_TO-DO LIST_:
A – In the passage on emerging exporters, what is the final layer of evaluation for procurement managers?
B – Reproduce word for word the part of the passage on emerging exporters between "For procurement managers, the" and "capacity at scale.", inclusive.
C – How would you render this sentence from the passage on emerging exporters in Spanish: "Others remain earlier-stage industrial exporters but are expanding rapidly as new manufacturing platforms."?

_DOCUMENT PASSAGE_:
Momentum and Maturity in the Emerging Exporter Landscape
Taken together, these 20 economies illustrate the multi-regional character of the new global sourcing geography. Some economies, such as Mexico, Vietnam, India and Poland, already operate at substantial scale within established production networks. Others remain earlier-stage industrial exporters but are expanding rapidly as new manufacturing platforms.
For procurement managers, the key consideration is not simply growth, but the combination of export scale, sectoral specialisation and integration into major demand markets. The final layer of evaluation, therefore, is logistics and supply chain capabilities, which determine whether export growth can translate into reliable sourcing capacity at scale.

_EXTRACTED INFORMATION_:
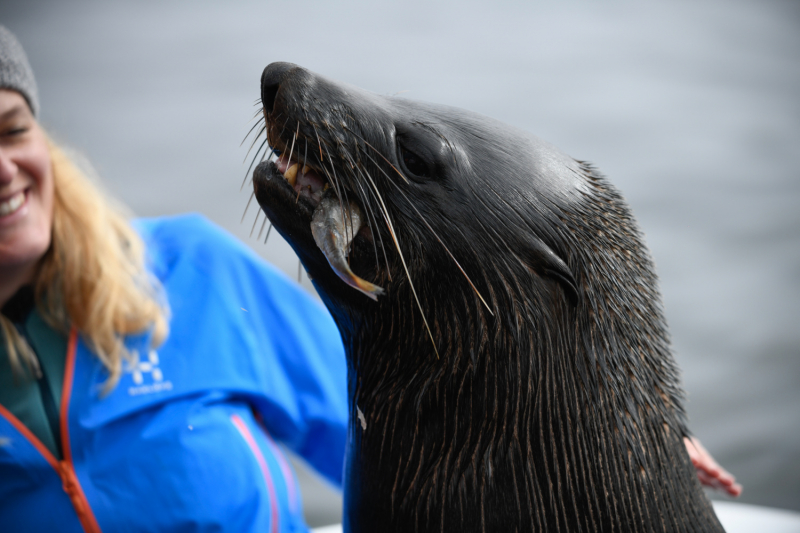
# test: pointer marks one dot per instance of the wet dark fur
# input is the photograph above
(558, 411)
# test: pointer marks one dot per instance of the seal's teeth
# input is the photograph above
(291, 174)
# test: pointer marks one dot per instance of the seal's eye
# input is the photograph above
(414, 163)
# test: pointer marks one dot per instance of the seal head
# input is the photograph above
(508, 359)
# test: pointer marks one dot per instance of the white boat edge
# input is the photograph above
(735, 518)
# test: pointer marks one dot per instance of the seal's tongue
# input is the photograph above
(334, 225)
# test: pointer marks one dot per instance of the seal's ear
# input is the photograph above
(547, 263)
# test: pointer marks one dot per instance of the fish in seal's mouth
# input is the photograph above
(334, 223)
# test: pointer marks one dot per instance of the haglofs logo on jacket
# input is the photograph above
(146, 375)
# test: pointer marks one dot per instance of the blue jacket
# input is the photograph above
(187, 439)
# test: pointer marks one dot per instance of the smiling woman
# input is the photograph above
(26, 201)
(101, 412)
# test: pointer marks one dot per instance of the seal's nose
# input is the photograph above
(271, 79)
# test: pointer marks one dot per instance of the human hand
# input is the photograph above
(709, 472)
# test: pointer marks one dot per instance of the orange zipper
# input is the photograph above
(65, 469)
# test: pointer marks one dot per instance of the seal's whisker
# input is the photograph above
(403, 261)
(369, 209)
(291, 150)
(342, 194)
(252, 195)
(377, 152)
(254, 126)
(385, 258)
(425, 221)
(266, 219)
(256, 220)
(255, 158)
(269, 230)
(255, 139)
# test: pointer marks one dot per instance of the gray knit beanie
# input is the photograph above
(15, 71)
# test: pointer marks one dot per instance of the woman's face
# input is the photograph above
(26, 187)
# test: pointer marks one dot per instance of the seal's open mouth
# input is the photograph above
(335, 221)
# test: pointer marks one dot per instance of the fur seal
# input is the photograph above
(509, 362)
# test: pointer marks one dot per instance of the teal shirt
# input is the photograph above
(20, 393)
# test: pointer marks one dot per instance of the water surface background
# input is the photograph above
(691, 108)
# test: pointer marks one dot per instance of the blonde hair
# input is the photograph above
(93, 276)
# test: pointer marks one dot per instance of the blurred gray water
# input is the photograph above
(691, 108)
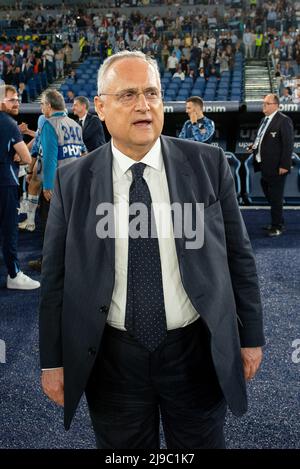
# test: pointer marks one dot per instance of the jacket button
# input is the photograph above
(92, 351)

--

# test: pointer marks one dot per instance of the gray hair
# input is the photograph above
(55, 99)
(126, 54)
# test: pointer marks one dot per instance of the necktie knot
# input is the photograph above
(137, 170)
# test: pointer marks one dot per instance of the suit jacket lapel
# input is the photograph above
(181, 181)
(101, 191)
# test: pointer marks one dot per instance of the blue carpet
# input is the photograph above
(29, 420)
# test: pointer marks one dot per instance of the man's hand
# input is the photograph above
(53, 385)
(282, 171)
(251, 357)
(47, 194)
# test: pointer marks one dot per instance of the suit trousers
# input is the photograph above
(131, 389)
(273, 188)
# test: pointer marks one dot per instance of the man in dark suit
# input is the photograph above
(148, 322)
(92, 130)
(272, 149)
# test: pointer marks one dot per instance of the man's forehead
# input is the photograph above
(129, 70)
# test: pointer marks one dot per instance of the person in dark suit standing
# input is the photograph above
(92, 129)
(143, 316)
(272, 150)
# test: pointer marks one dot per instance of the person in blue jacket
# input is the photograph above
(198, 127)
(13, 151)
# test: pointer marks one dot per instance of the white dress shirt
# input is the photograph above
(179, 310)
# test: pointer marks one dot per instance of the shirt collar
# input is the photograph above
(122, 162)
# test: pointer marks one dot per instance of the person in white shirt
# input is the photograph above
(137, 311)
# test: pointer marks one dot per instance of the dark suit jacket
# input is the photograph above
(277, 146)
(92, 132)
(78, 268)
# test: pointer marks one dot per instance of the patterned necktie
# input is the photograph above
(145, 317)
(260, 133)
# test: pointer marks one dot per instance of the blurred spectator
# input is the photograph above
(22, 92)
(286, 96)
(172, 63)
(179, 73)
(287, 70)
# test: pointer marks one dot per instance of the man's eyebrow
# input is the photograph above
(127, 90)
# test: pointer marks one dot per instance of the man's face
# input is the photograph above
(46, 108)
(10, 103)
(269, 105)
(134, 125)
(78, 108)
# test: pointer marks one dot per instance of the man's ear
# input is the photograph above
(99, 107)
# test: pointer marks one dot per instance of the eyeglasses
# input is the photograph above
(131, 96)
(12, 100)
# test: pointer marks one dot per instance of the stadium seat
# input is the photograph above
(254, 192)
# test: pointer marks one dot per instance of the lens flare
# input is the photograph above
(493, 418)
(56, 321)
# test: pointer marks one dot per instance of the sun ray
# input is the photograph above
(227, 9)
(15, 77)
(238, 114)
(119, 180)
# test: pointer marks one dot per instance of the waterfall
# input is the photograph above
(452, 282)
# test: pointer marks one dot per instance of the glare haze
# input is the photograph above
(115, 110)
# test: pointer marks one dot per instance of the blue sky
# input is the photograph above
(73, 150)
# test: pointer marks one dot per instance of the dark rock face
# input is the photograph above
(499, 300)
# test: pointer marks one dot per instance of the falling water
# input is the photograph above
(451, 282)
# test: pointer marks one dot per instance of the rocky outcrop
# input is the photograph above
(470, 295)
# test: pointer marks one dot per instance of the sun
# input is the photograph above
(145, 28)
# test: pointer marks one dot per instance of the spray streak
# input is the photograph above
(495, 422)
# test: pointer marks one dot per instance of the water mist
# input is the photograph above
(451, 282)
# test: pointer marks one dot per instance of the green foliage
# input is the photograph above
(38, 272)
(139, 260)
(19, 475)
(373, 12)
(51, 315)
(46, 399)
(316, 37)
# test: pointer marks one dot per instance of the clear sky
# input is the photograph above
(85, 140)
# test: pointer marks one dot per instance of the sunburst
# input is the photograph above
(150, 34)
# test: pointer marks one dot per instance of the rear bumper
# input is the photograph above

--

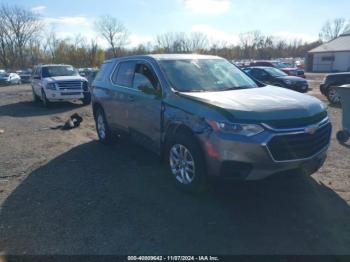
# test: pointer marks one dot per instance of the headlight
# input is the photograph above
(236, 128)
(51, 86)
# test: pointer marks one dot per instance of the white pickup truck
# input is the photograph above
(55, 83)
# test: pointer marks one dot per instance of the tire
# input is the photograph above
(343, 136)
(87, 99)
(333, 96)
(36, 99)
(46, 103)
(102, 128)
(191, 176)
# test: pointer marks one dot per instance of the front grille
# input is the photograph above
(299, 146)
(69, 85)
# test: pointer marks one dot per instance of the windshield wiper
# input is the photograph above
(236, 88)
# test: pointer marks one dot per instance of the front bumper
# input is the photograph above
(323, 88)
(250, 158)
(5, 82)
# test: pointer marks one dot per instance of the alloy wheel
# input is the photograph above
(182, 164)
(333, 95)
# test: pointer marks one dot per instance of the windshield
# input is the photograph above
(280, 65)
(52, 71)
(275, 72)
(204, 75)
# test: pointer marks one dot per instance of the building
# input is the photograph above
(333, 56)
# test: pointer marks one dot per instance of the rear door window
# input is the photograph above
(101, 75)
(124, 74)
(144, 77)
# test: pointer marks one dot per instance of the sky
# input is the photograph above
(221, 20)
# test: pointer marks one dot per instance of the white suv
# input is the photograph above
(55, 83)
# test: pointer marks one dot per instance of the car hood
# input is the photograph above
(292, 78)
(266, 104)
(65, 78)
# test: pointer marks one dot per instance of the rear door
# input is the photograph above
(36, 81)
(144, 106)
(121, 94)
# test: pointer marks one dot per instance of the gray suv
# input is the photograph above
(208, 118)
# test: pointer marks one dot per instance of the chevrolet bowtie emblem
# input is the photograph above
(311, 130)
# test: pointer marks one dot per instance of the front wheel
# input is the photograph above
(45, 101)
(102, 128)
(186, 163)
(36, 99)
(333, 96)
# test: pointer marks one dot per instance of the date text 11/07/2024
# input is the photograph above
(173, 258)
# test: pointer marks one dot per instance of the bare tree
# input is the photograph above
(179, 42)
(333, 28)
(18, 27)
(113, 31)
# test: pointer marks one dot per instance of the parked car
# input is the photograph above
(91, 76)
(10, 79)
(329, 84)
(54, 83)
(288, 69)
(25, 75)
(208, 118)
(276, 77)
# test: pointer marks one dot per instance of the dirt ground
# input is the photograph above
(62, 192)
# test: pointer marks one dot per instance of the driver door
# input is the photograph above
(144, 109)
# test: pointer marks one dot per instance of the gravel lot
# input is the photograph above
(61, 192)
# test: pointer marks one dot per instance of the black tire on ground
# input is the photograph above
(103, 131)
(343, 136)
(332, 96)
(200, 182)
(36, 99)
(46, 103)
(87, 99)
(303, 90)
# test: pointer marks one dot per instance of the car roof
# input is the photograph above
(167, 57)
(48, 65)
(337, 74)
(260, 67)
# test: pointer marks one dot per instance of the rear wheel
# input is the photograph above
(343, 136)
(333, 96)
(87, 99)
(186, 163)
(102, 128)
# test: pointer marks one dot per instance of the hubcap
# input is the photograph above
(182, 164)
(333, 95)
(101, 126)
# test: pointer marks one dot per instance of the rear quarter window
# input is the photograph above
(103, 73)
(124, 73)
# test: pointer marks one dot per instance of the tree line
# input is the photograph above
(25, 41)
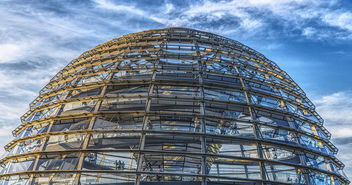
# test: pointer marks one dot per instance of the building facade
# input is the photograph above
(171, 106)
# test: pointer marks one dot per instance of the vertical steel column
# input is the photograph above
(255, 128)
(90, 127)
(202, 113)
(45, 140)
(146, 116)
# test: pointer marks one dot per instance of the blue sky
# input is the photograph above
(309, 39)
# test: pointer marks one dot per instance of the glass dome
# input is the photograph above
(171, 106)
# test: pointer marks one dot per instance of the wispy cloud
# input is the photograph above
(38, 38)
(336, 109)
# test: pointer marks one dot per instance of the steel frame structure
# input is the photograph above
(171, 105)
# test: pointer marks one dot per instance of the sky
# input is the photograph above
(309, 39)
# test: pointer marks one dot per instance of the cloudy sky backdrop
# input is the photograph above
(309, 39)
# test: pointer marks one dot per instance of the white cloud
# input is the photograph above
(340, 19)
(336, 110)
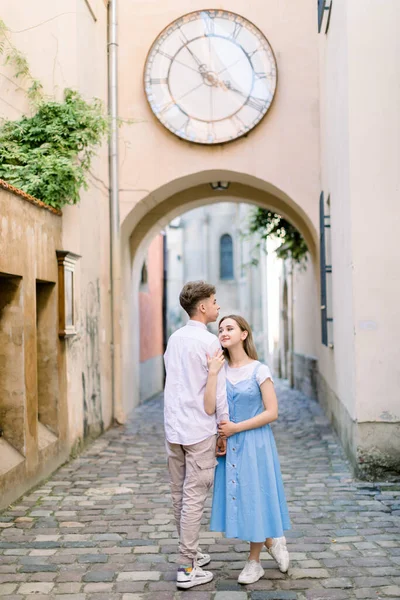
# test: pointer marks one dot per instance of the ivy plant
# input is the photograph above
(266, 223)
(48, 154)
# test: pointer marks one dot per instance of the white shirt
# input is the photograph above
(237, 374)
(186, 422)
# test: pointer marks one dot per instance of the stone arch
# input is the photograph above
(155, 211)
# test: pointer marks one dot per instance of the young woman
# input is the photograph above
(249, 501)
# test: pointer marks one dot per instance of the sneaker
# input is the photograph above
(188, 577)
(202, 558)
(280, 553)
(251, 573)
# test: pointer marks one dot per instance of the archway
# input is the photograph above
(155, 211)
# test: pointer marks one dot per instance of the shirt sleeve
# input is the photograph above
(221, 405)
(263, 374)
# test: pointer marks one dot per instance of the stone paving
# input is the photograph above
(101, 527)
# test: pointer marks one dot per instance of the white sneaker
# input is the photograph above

_ANSWER SET_:
A – Logistics and supply chain capabilities.

B –
For procurement managers, the key consideration is not simply growth, but the combination of export scale, sectoral specialisation and integration into major demand markets. The final layer of evaluation, therefore, is logistics and supply chain capabilities, which determine whether export growth can translate into reliable sourcing capacity at scale.

C – Otras siguen siendo exportadoras industriales en una etapa más temprana, pero se están expandiendo rápidamente como nuevas plataformas manufactureras.